SHORT EXERCISE: Please rescale the material from its first line through the line containing "[[136, 537], [625, 631], [531, 625], [225, 752], [24, 600]]", both ends included. Reproduce every line in that range, requests too, multiplying each answer coordinate by 1.6 and rounding to whole numbers with halves going up; leave the requests and their format samples unchanged, and return only those lines.
═════ PROVIDED INFORMATION
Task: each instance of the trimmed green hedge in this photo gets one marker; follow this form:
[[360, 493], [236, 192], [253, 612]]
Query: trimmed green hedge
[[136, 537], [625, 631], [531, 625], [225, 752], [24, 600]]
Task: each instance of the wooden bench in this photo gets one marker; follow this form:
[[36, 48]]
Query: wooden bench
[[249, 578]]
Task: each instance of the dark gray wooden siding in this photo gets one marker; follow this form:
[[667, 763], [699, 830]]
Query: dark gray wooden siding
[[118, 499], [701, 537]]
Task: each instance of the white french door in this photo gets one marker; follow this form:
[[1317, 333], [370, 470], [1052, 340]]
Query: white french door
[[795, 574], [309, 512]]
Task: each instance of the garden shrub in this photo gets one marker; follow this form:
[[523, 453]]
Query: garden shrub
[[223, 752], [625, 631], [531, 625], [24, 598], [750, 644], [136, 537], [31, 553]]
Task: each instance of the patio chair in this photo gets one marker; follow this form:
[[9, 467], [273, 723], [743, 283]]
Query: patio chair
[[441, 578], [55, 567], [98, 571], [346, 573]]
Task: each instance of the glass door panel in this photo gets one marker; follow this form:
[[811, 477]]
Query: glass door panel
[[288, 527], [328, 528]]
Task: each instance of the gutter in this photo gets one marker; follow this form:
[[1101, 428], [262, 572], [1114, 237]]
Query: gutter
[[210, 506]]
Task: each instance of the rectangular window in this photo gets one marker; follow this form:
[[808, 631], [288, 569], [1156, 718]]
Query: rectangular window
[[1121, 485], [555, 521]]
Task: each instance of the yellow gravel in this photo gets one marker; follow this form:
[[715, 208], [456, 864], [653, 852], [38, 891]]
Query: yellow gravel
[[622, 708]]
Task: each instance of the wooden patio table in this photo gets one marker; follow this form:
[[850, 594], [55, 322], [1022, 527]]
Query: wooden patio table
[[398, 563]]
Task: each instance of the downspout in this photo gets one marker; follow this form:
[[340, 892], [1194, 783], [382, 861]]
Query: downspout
══════════
RESULT OF THIS TASK:
Task: each instance of the trimmed green hedge in this photo gets one marker; follow this form:
[[360, 493], [236, 192], [253, 612]]
Query: trimmed green hedge
[[218, 859], [1000, 1010], [850, 1000], [360, 1203], [38, 960]]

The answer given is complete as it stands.